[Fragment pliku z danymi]
===

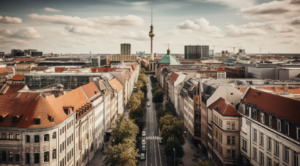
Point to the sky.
(100, 26)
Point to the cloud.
(28, 33)
(233, 30)
(48, 9)
(10, 20)
(129, 20)
(234, 3)
(200, 24)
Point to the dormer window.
(262, 117)
(37, 121)
(279, 125)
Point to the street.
(154, 154)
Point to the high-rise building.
(196, 51)
(125, 49)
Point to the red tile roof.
(280, 106)
(174, 77)
(18, 77)
(90, 89)
(224, 107)
(115, 84)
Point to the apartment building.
(270, 130)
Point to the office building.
(196, 52)
(125, 49)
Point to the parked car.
(143, 157)
(143, 149)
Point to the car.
(143, 157)
(143, 149)
(143, 133)
(161, 141)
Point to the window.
(228, 140)
(46, 137)
(11, 156)
(244, 145)
(255, 154)
(295, 159)
(262, 117)
(54, 154)
(36, 139)
(27, 158)
(17, 158)
(46, 156)
(279, 125)
(3, 155)
(233, 140)
(269, 161)
(228, 125)
(286, 128)
(262, 161)
(269, 143)
(261, 139)
(36, 158)
(286, 154)
(276, 152)
(255, 135)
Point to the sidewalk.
(190, 149)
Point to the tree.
(158, 96)
(204, 163)
(125, 129)
(173, 143)
(121, 155)
(172, 127)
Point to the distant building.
(125, 49)
(196, 52)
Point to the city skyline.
(100, 26)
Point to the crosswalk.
(150, 138)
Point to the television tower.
(151, 34)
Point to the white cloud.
(129, 20)
(87, 31)
(200, 24)
(48, 9)
(10, 20)
(273, 10)
(233, 30)
(27, 32)
(234, 3)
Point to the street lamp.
(174, 155)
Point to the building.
(235, 72)
(125, 49)
(196, 51)
(270, 132)
(225, 133)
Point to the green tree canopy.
(158, 96)
(172, 127)
(173, 143)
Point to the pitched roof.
(280, 106)
(18, 77)
(224, 107)
(90, 89)
(115, 84)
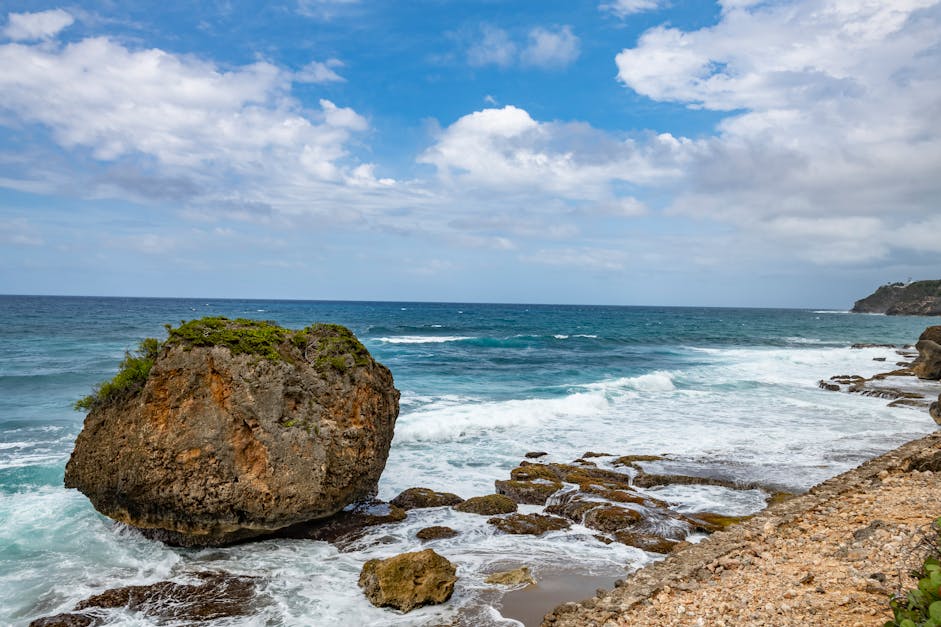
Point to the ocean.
(731, 392)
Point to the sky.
(778, 153)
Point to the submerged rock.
(409, 580)
(235, 428)
(347, 526)
(489, 505)
(435, 533)
(531, 524)
(419, 498)
(928, 364)
(514, 577)
(217, 595)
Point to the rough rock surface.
(829, 557)
(409, 580)
(418, 498)
(217, 595)
(920, 298)
(515, 577)
(438, 532)
(488, 505)
(530, 524)
(928, 364)
(222, 442)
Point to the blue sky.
(742, 153)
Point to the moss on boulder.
(409, 580)
(489, 505)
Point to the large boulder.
(231, 429)
(409, 580)
(928, 364)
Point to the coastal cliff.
(920, 298)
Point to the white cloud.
(545, 48)
(41, 25)
(320, 72)
(832, 144)
(551, 49)
(623, 8)
(180, 118)
(505, 149)
(494, 48)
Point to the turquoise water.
(728, 389)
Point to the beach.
(829, 557)
(726, 393)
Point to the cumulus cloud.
(507, 150)
(544, 48)
(623, 8)
(493, 48)
(320, 72)
(832, 141)
(182, 119)
(41, 25)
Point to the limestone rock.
(919, 298)
(216, 595)
(435, 533)
(409, 580)
(531, 524)
(489, 505)
(418, 498)
(928, 364)
(514, 577)
(236, 428)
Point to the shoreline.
(836, 552)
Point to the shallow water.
(728, 391)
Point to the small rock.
(513, 577)
(489, 505)
(409, 580)
(435, 533)
(419, 498)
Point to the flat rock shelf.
(829, 557)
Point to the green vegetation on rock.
(132, 374)
(921, 607)
(241, 336)
(322, 345)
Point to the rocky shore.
(829, 557)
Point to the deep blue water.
(481, 385)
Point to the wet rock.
(710, 521)
(531, 524)
(928, 364)
(65, 620)
(409, 580)
(217, 595)
(610, 518)
(535, 492)
(630, 460)
(646, 541)
(419, 498)
(346, 527)
(236, 429)
(515, 577)
(435, 533)
(489, 505)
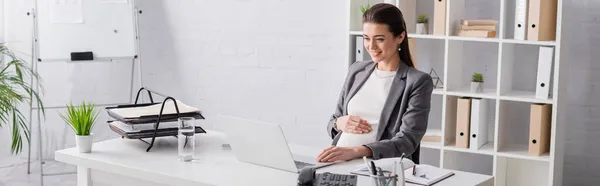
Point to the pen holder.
(384, 180)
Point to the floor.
(13, 172)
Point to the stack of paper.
(142, 127)
(478, 28)
(386, 164)
(426, 174)
(169, 108)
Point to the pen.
(367, 164)
(373, 168)
(381, 179)
(394, 168)
(414, 170)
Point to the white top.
(213, 165)
(368, 104)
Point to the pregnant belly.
(351, 139)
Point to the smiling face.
(380, 42)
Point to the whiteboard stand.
(35, 59)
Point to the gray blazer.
(404, 116)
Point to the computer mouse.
(306, 176)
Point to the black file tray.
(149, 118)
(150, 133)
(156, 119)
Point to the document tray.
(149, 118)
(150, 133)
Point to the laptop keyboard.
(301, 165)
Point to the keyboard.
(332, 179)
(301, 165)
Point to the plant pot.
(422, 28)
(476, 87)
(84, 143)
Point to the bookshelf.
(510, 68)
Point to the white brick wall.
(265, 62)
(220, 79)
(281, 61)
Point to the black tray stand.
(160, 115)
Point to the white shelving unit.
(509, 67)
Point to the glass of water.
(186, 138)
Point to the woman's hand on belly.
(333, 153)
(353, 124)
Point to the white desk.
(126, 162)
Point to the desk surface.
(212, 165)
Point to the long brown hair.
(384, 13)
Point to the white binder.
(545, 58)
(360, 52)
(409, 11)
(521, 19)
(478, 123)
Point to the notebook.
(426, 174)
(387, 165)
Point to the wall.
(2, 20)
(282, 61)
(277, 61)
(103, 82)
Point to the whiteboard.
(107, 29)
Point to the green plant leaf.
(16, 89)
(81, 118)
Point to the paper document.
(114, 1)
(386, 164)
(66, 11)
(426, 174)
(142, 127)
(136, 112)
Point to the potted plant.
(15, 90)
(422, 24)
(81, 119)
(477, 83)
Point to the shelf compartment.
(357, 51)
(479, 115)
(425, 36)
(430, 157)
(513, 23)
(473, 10)
(519, 74)
(487, 149)
(428, 57)
(468, 162)
(466, 58)
(514, 130)
(433, 136)
(512, 171)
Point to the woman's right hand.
(353, 124)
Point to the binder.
(542, 20)
(412, 46)
(545, 56)
(520, 19)
(439, 17)
(463, 117)
(409, 11)
(478, 123)
(361, 53)
(539, 129)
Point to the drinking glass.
(186, 138)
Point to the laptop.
(263, 144)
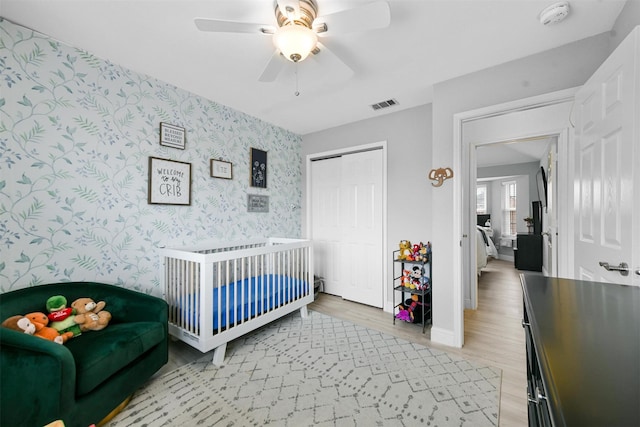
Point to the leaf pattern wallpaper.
(76, 133)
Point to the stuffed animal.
(20, 324)
(415, 251)
(406, 278)
(91, 316)
(403, 315)
(413, 307)
(41, 322)
(35, 324)
(61, 316)
(405, 250)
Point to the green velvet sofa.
(83, 380)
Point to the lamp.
(295, 41)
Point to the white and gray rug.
(320, 371)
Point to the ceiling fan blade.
(220, 26)
(273, 67)
(328, 60)
(368, 17)
(289, 8)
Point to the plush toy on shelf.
(406, 279)
(405, 250)
(411, 311)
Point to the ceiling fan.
(297, 27)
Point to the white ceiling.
(428, 41)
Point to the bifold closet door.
(347, 225)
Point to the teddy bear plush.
(411, 311)
(405, 250)
(90, 314)
(61, 316)
(36, 324)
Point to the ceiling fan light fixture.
(295, 41)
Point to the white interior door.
(606, 167)
(326, 221)
(346, 225)
(362, 228)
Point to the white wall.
(408, 135)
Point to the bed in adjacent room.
(485, 247)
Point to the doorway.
(346, 199)
(507, 122)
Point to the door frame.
(380, 145)
(461, 162)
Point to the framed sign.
(172, 136)
(258, 168)
(257, 203)
(221, 169)
(169, 182)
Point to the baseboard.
(444, 336)
(506, 257)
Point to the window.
(481, 199)
(509, 226)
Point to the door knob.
(623, 268)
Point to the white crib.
(217, 293)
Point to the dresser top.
(587, 337)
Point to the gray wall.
(565, 67)
(412, 152)
(408, 135)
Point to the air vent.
(384, 104)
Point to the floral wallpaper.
(76, 133)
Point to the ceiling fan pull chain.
(297, 92)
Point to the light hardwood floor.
(493, 334)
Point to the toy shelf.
(401, 268)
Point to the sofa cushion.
(100, 354)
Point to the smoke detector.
(554, 13)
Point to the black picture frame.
(173, 136)
(220, 169)
(258, 168)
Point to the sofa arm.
(38, 379)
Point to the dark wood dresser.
(583, 352)
(528, 255)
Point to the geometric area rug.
(320, 371)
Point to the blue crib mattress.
(255, 295)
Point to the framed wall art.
(221, 169)
(257, 203)
(172, 136)
(169, 182)
(258, 168)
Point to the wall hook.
(440, 175)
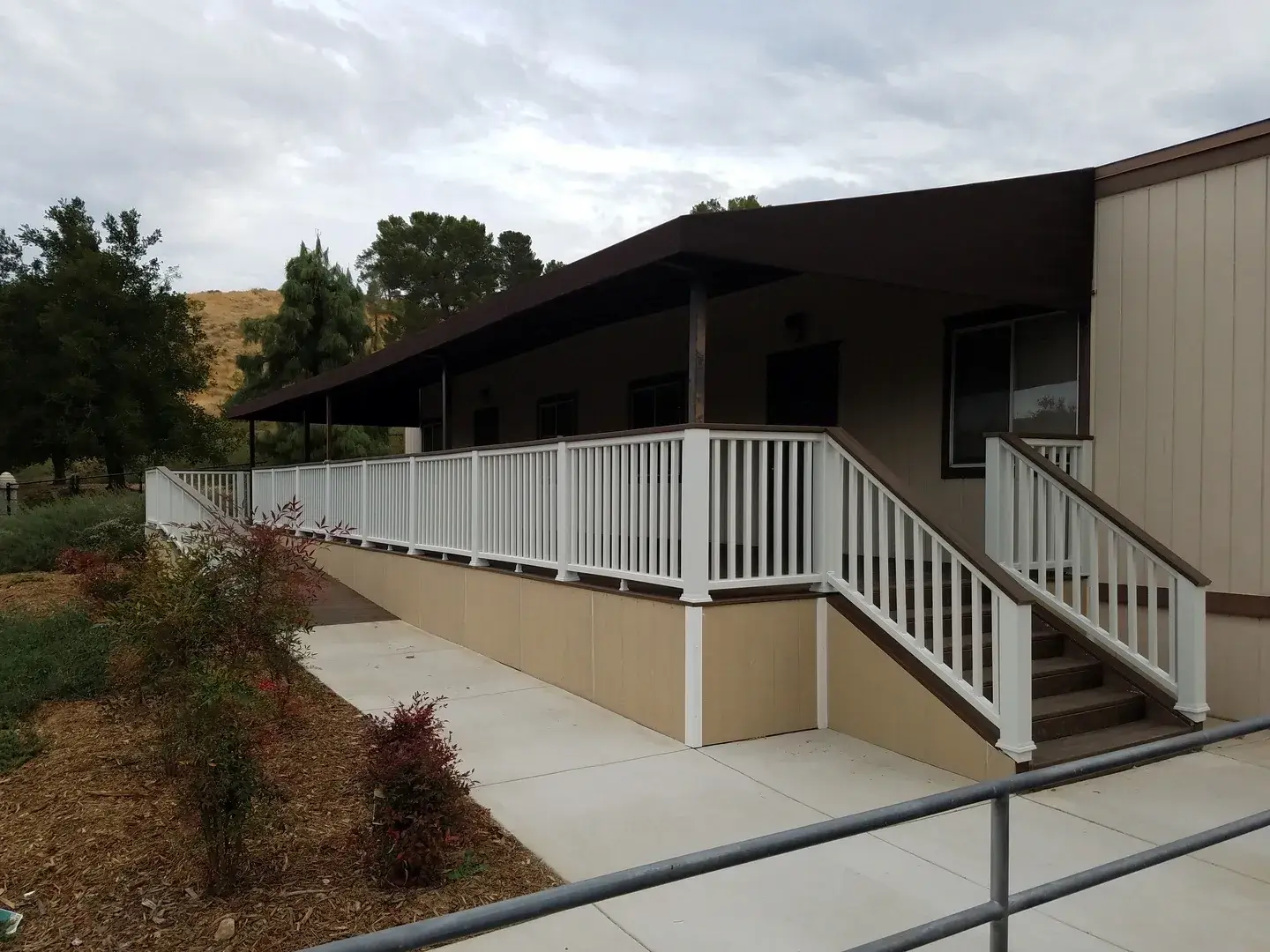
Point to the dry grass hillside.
(222, 314)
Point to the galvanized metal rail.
(995, 913)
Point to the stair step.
(1053, 675)
(1085, 711)
(1045, 643)
(1123, 735)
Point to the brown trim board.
(1237, 606)
(1199, 155)
(958, 704)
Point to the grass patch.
(60, 657)
(32, 539)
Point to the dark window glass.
(1019, 376)
(981, 390)
(658, 403)
(557, 417)
(430, 432)
(485, 427)
(1047, 361)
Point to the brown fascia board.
(1198, 155)
(652, 245)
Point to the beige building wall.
(891, 375)
(1181, 368)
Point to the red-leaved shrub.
(419, 793)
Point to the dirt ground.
(97, 854)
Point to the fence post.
(1191, 619)
(1011, 678)
(564, 514)
(695, 508)
(475, 512)
(412, 494)
(365, 504)
(827, 519)
(992, 498)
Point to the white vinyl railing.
(698, 510)
(975, 634)
(173, 502)
(1072, 455)
(1102, 573)
(228, 489)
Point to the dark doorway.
(803, 386)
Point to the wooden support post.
(328, 428)
(698, 353)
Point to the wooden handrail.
(989, 568)
(1100, 505)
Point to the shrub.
(418, 792)
(208, 738)
(32, 539)
(61, 657)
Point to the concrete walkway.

===

**POLECENIE:** Przepisz bez zmian wiersze od tego, który zawiera „Point to the beige building wall.”, aż do końca rekordów, włącznie z oboma krańcami.

**WYNIK KOŃCOWY:**
Point to the beige building wall.
(891, 375)
(1181, 368)
Point to the red-leaved shrub.
(419, 793)
Point to the dirt ground.
(97, 854)
Point to the fence post.
(1191, 619)
(1011, 678)
(564, 514)
(695, 508)
(475, 512)
(412, 494)
(365, 504)
(827, 519)
(992, 498)
Point to the white vinyl railing.
(698, 510)
(975, 634)
(173, 502)
(1072, 455)
(1102, 573)
(228, 489)
Point to the dark doorway.
(803, 386)
Point to the wooden support post.
(328, 428)
(698, 353)
Point to the wooden handrail.
(989, 568)
(1100, 505)
Point to the shrub.
(418, 792)
(208, 738)
(32, 539)
(61, 657)
Point to the concrete walkway.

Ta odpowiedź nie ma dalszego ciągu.